### What is required
Please transcribe only the lines from the one holding "label the wheel rim, a point per instance." through the final line of the data, both included, with no pictures.

### Photo-based referring expression data
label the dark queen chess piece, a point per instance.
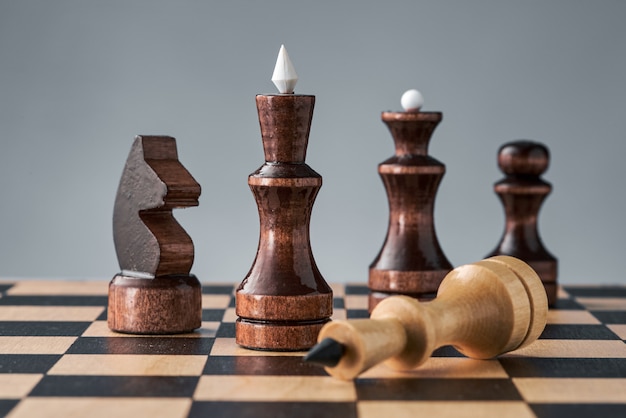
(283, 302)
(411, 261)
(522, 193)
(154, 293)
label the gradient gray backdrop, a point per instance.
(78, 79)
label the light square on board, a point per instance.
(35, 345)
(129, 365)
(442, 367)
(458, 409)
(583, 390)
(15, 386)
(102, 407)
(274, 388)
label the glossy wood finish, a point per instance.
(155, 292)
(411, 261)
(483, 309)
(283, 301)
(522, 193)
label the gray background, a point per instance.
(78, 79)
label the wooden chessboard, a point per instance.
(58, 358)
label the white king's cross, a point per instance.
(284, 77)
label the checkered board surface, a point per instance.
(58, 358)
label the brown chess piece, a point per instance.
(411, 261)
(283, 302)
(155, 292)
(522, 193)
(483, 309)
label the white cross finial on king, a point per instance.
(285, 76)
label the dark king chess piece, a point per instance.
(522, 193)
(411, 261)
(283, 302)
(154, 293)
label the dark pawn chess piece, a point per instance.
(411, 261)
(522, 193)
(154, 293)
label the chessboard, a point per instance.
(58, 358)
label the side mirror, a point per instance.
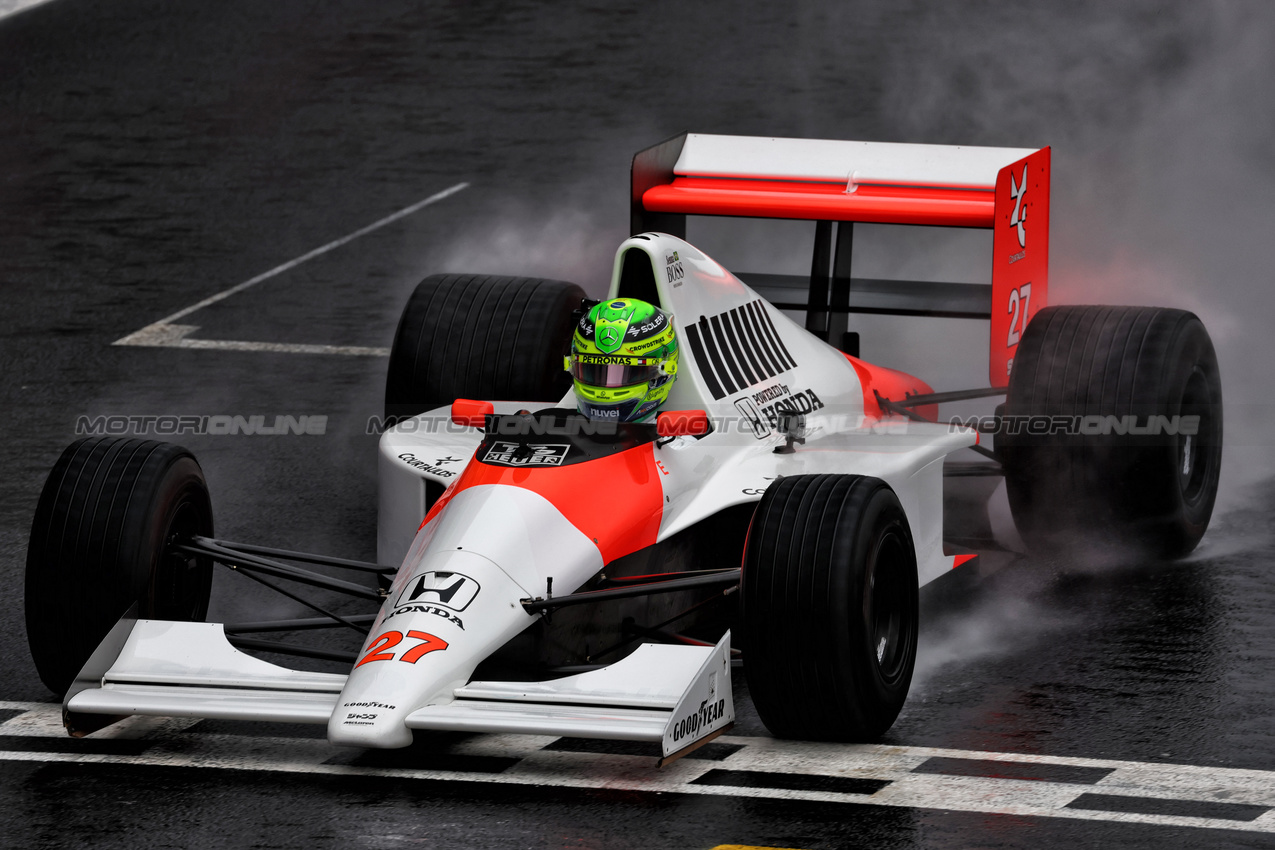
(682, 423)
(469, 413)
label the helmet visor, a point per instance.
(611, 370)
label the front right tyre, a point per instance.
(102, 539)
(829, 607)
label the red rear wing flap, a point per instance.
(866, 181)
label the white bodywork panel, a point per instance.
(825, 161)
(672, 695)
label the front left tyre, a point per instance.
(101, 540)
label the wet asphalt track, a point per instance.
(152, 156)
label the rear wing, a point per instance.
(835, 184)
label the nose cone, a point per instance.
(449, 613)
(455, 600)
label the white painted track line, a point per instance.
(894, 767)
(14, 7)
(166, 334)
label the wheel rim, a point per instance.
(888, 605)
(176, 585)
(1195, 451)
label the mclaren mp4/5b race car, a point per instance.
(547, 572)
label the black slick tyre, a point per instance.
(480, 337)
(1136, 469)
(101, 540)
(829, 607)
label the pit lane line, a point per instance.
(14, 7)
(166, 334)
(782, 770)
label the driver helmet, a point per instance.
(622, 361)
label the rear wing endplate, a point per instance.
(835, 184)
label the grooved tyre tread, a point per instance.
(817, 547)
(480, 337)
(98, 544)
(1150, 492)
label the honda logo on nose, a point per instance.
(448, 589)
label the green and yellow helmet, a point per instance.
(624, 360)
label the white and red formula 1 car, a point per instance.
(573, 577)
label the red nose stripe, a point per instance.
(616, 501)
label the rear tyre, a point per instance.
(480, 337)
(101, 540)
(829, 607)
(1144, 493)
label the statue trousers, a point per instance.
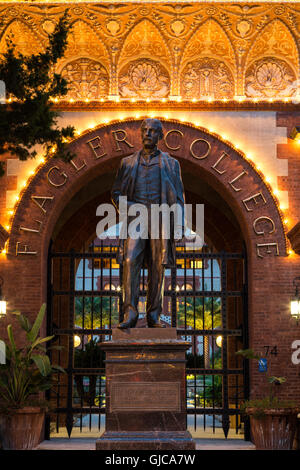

### Solution
label the wheel rim, a point per instance.
(888, 605)
(176, 585)
(1195, 451)
label the mclaren mp4/5b race car, a point per instance.
(547, 572)
label the black slick tyre, a point per instance.
(480, 337)
(1136, 469)
(101, 540)
(829, 607)
label the pit lane line, a point per instance.
(14, 7)
(166, 334)
(782, 770)
label the driver helmet, a point per instance.
(622, 361)
label the rear wing endplate, a point per instance.
(835, 184)
label the grooved tyre tread, a point per instance.
(817, 547)
(480, 337)
(98, 544)
(1150, 492)
label the honda logo on nose, a point per instance.
(448, 589)
label the green and yellow helmet, a point per instance.
(624, 360)
label the white and red formula 1 car, a point per instance.
(573, 577)
label the red nose stripe, a point per instance.
(616, 501)
label the rear tyre, a point per instance.
(480, 337)
(101, 540)
(829, 607)
(1144, 493)
label the statue trousers, a point per instance.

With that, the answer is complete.